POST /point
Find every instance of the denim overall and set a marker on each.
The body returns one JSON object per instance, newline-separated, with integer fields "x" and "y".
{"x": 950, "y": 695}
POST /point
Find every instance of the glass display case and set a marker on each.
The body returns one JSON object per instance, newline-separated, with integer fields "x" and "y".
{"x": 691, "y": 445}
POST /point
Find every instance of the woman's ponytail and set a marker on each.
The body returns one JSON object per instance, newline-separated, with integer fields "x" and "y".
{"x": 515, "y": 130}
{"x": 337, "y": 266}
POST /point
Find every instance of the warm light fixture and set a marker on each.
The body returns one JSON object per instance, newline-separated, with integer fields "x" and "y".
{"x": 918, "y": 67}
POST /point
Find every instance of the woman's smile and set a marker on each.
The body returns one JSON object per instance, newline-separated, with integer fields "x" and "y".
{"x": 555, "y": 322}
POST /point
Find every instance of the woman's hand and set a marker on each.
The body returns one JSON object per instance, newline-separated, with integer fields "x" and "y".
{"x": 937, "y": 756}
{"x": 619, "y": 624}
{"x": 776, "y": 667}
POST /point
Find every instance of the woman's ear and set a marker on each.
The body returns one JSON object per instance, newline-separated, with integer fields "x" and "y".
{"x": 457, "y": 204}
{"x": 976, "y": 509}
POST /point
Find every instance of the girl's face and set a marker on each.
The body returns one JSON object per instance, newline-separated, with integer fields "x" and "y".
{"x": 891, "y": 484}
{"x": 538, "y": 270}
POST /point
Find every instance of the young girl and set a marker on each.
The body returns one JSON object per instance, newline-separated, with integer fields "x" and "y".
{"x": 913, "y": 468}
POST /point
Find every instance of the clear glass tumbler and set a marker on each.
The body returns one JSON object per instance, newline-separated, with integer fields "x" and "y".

========

--- THE PROBLEM ---
Exactly reproduce all of the entries above.

--- COMPLETED TASK ---
POST /point
Find every instance of the denim overall and set a marker on each.
The body returns one JSON object per instance, newline-separated, with integer fields "x" and "y".
{"x": 950, "y": 695}
POST /point
Find every instance of the glass display case and set a marker on each.
The body returns one JSON object per instance, newline-separated, with integer fields "x" and "y".
{"x": 691, "y": 445}
POST /point
Find every instance of the woman's ponytail and set a marker on each.
The body returns one JSON object per instance, newline-separated, with integer fields "x" and "y".
{"x": 515, "y": 130}
{"x": 337, "y": 266}
POST /point
Find every instance of the warm light fixture and set a marker on each.
The body returns one JSON object per instance, newline-separated, with integer fields "x" and "y".
{"x": 918, "y": 67}
POST /point
Find every instance of the woman's smile and set a marker on each.
The body returns one JSON object per instance, newline-separated, with integer fields "x" and "y".
{"x": 555, "y": 322}
POST /point
Find every instance of the woman's hand and set a marker on each.
The body returns one JSON object per instance, newline-separated, with integer fields "x" and "y".
{"x": 937, "y": 756}
{"x": 619, "y": 624}
{"x": 776, "y": 667}
POST /point
Find every instance of the woman's ear and set a marker on each.
The body returns one JSON object per instance, newline-separated, with integer fields "x" and "y".
{"x": 457, "y": 204}
{"x": 976, "y": 509}
POST /point
Find every instance of the girl's face and set a marker on each.
The body returns one JSON object per instance, newline-separated, with integer fields "x" and "y".
{"x": 891, "y": 484}
{"x": 538, "y": 270}
POST /point
Find every instance of the young girl and set a marker on each.
The body returns one JSON object per instance, newline-separated, with integer fields "x" and "y".
{"x": 913, "y": 468}
POST /point
Find every instance of the clear glass tumbler and set a marker on each.
The body returns one JSON object per instance, newline-separated, with integer fields "x" and "y".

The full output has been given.